What you are asked to do = Count how many lines of the data below contain the string "green", matching case exactly, and reply with that number alone.

Data for the task =
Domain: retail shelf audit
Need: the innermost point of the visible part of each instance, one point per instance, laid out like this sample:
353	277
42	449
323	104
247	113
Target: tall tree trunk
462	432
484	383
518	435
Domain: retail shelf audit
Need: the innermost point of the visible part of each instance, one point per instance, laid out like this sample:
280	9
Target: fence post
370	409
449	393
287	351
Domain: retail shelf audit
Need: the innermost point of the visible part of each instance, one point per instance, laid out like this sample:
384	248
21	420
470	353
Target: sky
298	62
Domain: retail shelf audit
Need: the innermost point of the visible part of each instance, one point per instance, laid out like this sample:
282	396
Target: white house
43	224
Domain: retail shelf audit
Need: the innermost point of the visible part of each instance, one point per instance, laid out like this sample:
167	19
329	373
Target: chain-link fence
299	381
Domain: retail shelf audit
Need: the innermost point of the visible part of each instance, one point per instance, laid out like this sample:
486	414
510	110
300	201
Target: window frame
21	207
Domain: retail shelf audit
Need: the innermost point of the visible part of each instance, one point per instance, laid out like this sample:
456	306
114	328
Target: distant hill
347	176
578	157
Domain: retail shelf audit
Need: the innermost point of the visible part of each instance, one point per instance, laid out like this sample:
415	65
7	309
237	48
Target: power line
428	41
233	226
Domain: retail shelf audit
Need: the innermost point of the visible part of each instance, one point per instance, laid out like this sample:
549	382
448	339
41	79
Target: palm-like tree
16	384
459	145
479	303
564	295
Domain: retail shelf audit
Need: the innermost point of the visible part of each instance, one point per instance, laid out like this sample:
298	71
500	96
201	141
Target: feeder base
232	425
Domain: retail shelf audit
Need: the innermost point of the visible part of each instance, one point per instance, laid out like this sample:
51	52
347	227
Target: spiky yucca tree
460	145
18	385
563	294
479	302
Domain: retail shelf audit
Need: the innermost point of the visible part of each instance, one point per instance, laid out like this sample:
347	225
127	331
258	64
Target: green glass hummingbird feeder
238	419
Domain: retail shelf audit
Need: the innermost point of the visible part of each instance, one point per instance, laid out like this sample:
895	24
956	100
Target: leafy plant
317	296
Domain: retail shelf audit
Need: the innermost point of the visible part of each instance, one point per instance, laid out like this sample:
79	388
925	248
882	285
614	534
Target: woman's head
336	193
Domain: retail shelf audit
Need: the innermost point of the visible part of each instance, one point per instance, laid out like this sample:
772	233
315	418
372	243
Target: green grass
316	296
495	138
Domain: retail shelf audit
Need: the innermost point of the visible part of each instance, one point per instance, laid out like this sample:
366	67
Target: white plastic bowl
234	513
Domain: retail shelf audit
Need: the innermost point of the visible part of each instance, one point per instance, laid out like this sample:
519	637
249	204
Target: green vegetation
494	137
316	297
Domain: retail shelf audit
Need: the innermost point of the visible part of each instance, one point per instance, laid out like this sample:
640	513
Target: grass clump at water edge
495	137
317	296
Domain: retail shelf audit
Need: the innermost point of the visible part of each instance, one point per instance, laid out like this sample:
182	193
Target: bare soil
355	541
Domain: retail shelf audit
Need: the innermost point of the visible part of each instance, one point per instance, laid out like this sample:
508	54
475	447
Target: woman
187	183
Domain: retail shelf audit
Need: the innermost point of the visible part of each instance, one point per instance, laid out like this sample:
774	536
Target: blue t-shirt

Exercise result = 3